**WORK TASK:**
Using the data below, report how many lines hold the word "trim". Include nothing else in the reply.
—————
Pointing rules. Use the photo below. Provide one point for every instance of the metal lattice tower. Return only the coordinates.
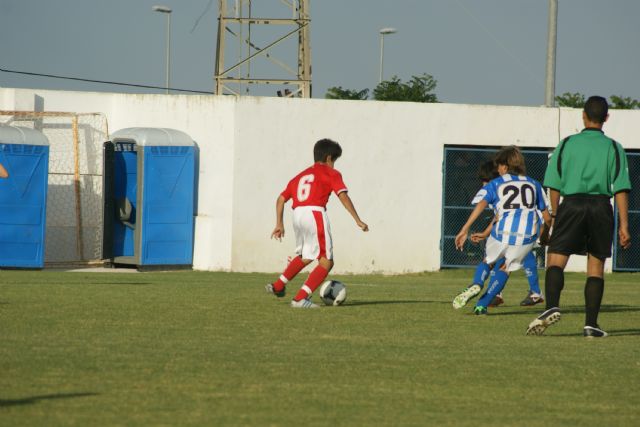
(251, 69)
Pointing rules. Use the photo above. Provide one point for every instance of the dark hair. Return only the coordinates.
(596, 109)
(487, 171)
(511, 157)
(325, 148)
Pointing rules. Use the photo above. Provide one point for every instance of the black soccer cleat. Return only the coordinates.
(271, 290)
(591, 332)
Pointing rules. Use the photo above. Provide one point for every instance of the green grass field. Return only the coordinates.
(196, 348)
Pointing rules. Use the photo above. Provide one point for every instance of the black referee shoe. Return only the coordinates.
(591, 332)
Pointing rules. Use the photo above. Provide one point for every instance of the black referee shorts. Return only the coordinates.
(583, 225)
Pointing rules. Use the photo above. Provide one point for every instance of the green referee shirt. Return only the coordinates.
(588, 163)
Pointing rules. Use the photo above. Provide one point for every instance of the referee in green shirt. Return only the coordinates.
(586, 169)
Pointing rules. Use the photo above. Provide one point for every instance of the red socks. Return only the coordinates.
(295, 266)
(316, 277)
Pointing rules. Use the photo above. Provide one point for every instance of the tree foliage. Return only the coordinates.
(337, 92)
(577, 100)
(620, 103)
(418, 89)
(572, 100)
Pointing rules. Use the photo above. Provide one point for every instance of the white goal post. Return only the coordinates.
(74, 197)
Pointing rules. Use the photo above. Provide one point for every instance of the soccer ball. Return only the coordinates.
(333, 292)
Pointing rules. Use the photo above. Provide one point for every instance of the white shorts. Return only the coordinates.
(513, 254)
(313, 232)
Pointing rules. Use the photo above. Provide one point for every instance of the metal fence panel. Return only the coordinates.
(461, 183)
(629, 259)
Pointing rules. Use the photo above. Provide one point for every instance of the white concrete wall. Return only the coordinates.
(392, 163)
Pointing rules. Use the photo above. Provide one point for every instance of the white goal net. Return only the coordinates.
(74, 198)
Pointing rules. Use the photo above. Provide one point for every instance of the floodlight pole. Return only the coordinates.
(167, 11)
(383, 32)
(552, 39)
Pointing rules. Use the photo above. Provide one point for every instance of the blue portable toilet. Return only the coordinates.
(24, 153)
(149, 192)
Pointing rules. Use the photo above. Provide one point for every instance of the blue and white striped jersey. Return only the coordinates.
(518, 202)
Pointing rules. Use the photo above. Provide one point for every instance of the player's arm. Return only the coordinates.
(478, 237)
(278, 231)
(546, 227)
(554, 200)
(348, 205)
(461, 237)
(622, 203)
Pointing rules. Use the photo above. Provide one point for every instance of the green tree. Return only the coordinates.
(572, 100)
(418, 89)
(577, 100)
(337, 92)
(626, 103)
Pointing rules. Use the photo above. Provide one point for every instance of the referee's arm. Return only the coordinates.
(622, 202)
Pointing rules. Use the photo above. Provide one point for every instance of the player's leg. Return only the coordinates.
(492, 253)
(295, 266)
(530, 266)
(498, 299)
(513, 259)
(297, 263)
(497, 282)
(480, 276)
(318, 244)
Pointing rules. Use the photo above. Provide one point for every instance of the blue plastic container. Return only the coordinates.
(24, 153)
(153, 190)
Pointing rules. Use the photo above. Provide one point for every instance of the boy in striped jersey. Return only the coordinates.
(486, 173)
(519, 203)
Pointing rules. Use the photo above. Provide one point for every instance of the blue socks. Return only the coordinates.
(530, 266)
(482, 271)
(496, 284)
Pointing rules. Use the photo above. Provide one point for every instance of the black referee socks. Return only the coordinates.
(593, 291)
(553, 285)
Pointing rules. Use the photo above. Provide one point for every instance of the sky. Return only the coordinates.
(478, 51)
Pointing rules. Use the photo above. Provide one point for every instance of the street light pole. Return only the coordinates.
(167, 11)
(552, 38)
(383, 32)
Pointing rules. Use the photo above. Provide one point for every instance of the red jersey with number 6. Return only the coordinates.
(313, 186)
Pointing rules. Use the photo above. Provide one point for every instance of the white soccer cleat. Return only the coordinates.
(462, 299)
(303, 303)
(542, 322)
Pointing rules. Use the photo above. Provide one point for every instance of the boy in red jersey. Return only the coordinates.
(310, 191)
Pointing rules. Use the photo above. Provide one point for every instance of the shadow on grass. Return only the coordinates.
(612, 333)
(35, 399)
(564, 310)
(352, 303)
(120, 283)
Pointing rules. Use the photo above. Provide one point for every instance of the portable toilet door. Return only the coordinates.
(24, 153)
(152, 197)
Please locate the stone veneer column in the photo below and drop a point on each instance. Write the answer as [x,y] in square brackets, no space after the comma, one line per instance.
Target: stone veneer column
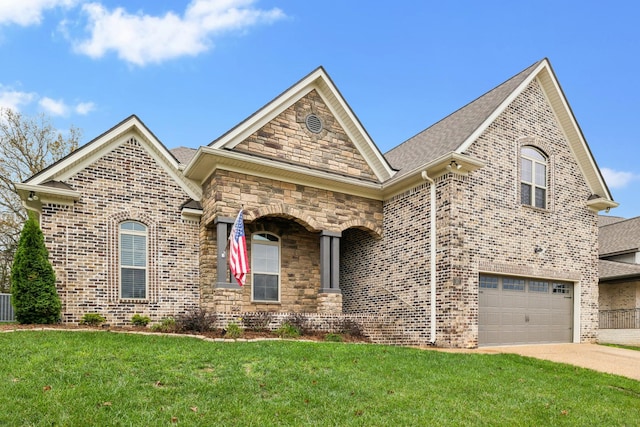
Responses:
—————
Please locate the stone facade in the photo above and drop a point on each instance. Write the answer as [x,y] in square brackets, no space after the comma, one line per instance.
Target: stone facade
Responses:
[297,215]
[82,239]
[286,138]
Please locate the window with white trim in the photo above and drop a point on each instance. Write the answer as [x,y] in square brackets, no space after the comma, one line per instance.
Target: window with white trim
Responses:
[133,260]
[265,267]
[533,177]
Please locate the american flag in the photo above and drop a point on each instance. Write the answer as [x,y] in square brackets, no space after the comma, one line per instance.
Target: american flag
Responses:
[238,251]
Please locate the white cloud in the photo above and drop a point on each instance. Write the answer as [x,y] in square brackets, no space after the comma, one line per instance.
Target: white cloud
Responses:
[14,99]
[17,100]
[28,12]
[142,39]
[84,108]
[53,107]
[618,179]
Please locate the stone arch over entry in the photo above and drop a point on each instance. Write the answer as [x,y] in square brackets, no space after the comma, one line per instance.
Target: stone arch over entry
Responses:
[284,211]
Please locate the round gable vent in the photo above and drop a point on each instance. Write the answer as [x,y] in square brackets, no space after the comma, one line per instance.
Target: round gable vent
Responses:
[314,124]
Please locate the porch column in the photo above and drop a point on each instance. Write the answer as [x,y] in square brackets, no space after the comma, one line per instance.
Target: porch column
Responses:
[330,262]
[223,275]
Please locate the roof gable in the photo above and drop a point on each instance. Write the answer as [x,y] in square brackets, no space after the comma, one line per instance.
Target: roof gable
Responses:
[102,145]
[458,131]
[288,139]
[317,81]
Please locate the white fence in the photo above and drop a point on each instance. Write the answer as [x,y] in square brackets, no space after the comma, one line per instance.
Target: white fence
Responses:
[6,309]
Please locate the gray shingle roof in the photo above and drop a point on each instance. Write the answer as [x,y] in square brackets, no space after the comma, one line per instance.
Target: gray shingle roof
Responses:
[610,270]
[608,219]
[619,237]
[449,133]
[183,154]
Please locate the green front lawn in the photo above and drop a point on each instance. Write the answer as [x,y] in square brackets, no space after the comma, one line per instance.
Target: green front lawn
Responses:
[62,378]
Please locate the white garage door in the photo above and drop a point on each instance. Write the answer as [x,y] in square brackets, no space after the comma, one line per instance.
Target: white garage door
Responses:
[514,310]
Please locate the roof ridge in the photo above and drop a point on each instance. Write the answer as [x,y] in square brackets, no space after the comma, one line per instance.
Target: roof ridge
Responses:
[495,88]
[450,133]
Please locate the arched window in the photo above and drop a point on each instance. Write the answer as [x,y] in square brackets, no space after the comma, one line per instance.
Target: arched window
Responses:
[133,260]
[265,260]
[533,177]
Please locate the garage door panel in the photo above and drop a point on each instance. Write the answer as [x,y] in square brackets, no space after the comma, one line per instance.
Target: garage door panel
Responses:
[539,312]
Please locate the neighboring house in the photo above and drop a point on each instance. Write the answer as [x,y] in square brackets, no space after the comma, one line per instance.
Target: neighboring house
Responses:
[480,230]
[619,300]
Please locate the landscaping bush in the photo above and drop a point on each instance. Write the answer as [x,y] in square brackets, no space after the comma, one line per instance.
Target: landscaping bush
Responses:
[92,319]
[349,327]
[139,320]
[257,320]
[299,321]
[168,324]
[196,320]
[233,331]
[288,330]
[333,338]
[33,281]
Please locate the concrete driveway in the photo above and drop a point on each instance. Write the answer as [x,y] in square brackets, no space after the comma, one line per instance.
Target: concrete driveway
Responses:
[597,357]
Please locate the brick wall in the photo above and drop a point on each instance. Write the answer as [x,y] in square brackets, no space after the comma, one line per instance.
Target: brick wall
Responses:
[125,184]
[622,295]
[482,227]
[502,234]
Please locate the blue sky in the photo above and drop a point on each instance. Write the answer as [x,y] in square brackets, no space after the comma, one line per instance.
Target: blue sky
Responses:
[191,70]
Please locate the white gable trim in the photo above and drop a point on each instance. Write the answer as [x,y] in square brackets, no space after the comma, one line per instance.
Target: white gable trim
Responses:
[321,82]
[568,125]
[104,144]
—————
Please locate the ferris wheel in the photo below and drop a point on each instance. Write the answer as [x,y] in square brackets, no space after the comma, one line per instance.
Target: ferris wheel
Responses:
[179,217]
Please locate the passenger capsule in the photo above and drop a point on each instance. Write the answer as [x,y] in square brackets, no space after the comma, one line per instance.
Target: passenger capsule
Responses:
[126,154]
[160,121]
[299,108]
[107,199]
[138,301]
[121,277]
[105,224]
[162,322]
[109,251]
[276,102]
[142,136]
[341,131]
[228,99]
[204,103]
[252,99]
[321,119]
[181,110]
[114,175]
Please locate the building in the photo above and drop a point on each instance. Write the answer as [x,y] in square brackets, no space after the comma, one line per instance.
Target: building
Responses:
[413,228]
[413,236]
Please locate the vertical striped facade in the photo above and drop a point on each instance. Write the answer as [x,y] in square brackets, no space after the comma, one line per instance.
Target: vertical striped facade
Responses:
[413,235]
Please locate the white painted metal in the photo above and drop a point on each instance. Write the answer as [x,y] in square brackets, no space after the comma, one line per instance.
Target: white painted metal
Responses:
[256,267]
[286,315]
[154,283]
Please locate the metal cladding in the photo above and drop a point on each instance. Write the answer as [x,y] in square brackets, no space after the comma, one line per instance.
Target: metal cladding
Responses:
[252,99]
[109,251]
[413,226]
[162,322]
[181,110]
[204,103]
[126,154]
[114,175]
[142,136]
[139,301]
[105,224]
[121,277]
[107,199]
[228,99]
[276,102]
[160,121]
—————
**YOUR SOLUTION:**
4